Watkins on the start to election year

Tracy Watkins writes:

Two things happened after Bill English named the election date that should worry his opponents.

National used its advantage to hit the ground running – promising more cops, whacking petrol companies about the head with an inquiry into pricing, and wiping historic homosexuality convictions.

Meanwhile, Labour squandered its good start to the year.

Add to that English’s good call on Waitangi and Little’s bad calls. And the liberalisation of medicinal cannabis.

One of Little’s MPs even hired a PR firm to publicly call him out on it. MPs have been expelled for less. 

Again, extraordinary.

Only one of these parties looks like it’s ready for an election.

The other looks like a candidate for euthanasia.

Kiwis have an insatiable appetite for Donald Trump. The world stops, even when Trump mouthpiece Sean Spicer speaks.

For the political junkies among us, it’s overwhelming – and strangely gratifying – to be surrounded by so many new sufferers of our disorder. 

But this is a new, extreme-tourism style of politics; loud, dangerous and frenetic. And it’s sucking up the political oxygen here.

The same day that English announced nearly 1000 new cops, the story broke about Trump’s “worst call by far” abuse of Australian Prime Minister Malcolm Turnbull.  No contest.

·····

Apply what you read —
a) Why does the election-year column say English's announcement of nearly 1000 new cops stood no chance? Answer in one to three sentences.
b) Could you reproduce the election-year column word for word, from "Only one of" to "Sean Spicer speaks."?

Annotated photo localization records —
·····

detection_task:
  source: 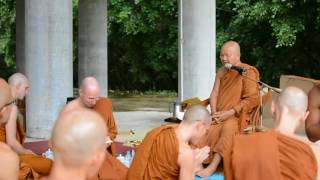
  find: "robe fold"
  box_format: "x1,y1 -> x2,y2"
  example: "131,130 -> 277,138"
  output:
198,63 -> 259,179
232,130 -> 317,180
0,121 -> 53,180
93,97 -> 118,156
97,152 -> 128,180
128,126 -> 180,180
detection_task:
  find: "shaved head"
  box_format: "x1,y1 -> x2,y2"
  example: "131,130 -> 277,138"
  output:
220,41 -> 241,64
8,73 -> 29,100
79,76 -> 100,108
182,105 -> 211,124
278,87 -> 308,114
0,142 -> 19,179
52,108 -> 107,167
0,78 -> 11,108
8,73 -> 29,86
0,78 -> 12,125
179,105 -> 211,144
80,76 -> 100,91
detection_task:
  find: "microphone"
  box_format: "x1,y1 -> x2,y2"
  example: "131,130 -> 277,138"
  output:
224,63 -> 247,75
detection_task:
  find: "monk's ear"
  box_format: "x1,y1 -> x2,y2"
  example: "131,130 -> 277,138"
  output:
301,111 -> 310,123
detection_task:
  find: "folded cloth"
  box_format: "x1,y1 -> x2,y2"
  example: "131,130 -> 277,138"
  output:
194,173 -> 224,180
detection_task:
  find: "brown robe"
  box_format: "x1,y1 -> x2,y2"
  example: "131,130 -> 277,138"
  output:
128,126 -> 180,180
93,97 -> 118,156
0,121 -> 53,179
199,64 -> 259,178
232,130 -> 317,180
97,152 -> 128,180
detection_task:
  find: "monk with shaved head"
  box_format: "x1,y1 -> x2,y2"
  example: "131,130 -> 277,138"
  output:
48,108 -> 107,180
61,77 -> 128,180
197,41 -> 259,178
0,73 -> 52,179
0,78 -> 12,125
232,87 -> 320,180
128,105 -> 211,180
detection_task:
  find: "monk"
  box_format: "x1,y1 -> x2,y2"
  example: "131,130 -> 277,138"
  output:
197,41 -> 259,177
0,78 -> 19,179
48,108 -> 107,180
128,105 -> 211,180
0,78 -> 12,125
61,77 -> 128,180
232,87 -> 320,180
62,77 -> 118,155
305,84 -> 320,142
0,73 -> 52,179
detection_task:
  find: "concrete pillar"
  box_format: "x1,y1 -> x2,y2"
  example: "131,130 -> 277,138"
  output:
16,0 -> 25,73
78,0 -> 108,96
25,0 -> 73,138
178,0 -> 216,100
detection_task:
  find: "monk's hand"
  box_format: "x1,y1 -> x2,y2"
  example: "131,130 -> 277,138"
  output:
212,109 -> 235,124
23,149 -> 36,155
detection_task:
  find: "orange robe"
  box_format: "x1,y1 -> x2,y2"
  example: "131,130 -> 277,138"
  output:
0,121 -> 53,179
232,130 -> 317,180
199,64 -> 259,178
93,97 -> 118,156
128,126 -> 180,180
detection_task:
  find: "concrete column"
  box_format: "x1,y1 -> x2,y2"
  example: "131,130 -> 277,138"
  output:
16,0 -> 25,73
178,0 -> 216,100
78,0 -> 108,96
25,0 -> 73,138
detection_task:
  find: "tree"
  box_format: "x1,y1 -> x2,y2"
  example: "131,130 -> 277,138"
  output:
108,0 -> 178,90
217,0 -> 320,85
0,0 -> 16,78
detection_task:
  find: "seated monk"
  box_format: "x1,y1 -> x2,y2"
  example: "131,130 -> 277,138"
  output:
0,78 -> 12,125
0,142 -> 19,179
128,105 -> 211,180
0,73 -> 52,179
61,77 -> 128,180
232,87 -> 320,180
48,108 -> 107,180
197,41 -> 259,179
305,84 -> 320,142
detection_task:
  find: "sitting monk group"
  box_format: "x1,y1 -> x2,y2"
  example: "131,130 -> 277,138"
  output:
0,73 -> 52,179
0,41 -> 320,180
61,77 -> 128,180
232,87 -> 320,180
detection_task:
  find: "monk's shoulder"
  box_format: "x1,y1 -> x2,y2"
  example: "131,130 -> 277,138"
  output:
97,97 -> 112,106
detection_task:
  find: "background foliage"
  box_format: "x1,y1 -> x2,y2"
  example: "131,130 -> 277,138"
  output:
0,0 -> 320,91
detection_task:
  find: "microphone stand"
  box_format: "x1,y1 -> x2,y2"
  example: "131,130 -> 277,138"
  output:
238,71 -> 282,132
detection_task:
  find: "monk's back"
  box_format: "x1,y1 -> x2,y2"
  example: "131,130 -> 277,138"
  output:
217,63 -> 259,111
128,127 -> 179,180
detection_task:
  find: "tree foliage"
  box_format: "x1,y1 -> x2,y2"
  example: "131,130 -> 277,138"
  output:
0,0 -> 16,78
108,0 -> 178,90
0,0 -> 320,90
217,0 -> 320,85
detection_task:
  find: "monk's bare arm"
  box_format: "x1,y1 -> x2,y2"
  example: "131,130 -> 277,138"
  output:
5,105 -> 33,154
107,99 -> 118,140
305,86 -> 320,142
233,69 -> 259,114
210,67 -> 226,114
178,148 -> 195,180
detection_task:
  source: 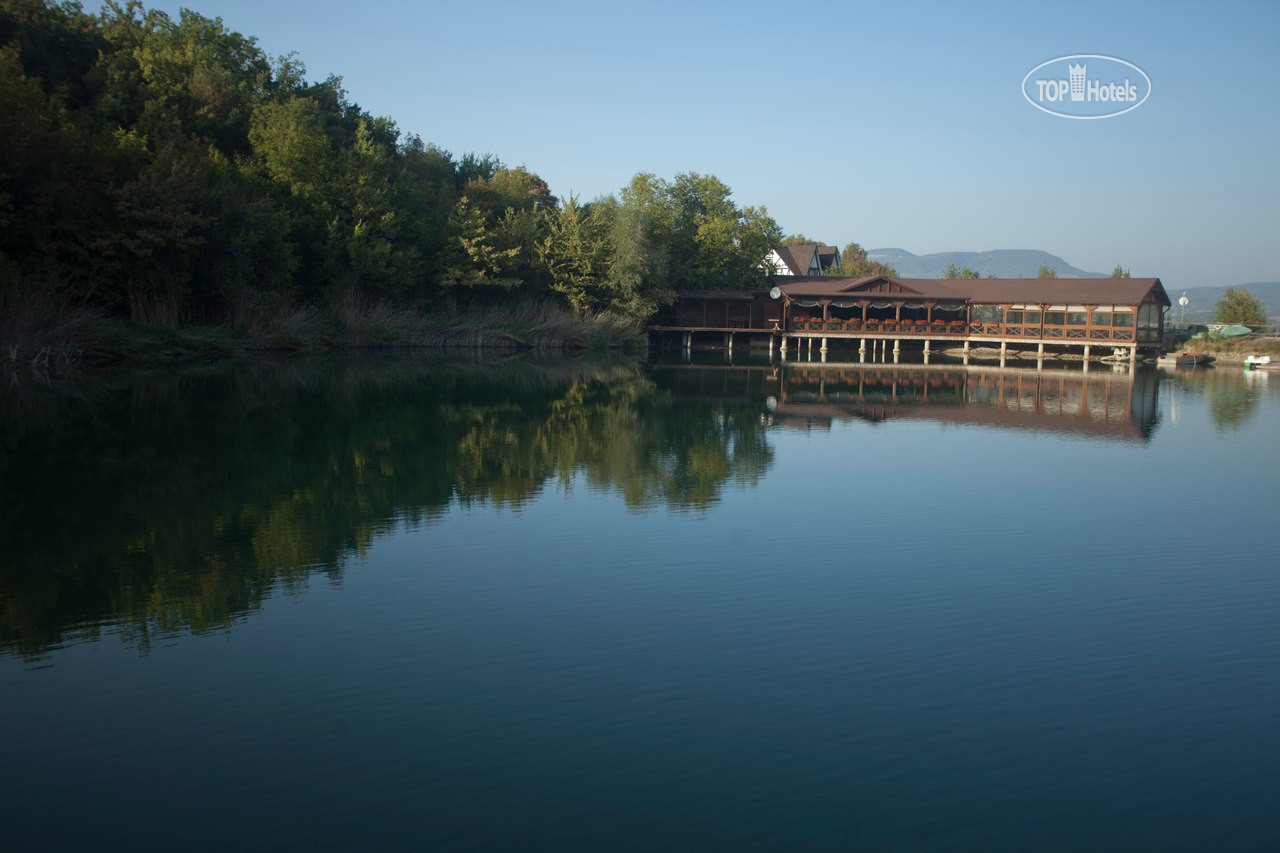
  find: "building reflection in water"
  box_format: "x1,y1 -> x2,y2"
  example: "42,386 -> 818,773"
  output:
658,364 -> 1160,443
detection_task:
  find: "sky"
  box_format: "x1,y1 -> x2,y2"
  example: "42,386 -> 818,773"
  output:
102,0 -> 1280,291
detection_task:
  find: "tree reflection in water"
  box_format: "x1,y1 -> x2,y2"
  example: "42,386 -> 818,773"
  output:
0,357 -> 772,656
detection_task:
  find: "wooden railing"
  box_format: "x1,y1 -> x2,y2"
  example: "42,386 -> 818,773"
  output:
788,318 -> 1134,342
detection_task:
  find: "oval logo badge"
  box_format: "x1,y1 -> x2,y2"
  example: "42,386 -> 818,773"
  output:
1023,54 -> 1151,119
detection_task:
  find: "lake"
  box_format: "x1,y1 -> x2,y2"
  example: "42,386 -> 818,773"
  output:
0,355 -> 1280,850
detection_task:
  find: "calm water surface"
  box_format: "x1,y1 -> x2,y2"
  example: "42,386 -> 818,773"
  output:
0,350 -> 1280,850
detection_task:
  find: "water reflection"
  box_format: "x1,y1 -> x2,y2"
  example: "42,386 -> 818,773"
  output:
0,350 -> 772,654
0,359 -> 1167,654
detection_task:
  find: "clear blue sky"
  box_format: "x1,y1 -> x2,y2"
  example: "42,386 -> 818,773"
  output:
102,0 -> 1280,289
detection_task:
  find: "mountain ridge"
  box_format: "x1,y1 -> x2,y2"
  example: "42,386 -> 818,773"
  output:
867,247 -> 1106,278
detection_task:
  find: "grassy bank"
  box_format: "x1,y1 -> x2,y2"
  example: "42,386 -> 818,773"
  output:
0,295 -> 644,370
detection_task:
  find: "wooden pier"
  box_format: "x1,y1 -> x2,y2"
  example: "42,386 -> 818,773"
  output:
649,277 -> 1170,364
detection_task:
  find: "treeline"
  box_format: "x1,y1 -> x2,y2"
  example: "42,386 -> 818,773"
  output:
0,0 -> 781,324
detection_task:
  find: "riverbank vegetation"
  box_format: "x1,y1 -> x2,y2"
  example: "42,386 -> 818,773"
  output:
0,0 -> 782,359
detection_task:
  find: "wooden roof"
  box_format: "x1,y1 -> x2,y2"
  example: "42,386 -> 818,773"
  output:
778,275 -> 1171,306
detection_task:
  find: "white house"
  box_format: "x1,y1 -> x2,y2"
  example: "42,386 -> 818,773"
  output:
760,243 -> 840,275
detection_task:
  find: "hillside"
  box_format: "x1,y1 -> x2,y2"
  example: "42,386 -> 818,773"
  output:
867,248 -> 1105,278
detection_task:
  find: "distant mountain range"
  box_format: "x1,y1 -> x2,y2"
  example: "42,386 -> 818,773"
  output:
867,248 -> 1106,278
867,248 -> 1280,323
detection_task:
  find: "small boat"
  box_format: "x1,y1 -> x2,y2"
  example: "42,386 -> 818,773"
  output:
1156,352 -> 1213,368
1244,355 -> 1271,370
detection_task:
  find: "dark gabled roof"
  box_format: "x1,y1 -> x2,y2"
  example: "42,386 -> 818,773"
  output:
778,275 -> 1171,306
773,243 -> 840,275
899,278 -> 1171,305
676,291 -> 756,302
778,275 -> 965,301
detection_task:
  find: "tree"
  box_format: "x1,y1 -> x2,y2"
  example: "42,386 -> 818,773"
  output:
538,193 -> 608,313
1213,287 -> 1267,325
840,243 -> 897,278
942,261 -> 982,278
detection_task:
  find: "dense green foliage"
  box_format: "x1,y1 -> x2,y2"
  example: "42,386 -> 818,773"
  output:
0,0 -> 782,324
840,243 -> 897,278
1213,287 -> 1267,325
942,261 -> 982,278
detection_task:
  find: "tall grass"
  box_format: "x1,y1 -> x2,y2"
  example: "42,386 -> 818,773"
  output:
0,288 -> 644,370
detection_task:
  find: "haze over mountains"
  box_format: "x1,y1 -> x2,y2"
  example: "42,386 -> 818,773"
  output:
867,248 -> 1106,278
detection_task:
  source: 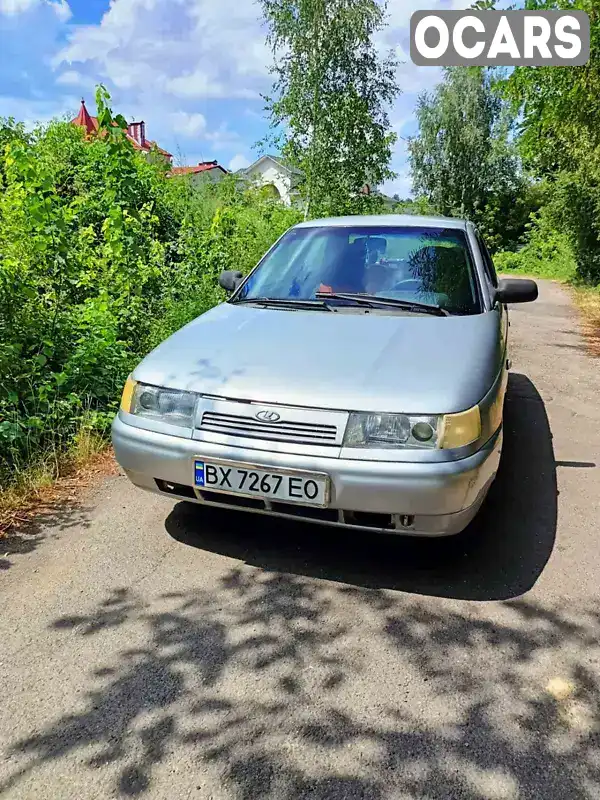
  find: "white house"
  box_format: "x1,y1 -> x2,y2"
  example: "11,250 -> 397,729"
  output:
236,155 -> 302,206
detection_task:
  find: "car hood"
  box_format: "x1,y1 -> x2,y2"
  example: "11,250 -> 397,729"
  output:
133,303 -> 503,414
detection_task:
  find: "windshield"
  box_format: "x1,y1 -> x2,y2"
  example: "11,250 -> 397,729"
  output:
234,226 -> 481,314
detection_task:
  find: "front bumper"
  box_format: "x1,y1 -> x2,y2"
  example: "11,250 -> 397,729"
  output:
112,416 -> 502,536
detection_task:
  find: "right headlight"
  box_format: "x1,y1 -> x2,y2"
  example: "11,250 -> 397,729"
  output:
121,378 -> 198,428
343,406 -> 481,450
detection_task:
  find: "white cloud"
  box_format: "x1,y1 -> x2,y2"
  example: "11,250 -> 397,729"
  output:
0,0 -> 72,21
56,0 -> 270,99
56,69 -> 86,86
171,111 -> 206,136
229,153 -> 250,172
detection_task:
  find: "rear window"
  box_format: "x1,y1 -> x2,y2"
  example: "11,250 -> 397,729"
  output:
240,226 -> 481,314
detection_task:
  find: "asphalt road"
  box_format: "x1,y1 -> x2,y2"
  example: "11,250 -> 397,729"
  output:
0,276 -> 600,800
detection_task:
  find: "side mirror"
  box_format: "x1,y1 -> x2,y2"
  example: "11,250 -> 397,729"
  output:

·····

Answer section —
a) On the same day English announced nearly 1000 new cops, the story broke about Trump's "worst call by far" abuse of Australian Prime Minister Malcolm Turnbull. The column says Trump is "sucking up the political oxygen here," so it calls the contest for attention "No contest."

b)
Only one of these parties looks like it’s ready for an election.

The other looks like a candidate for euthanasia.

Kiwis have an insatiable appetite for Donald Trump. The world stops, even when Trump mouthpiece Sean Spicer speaks.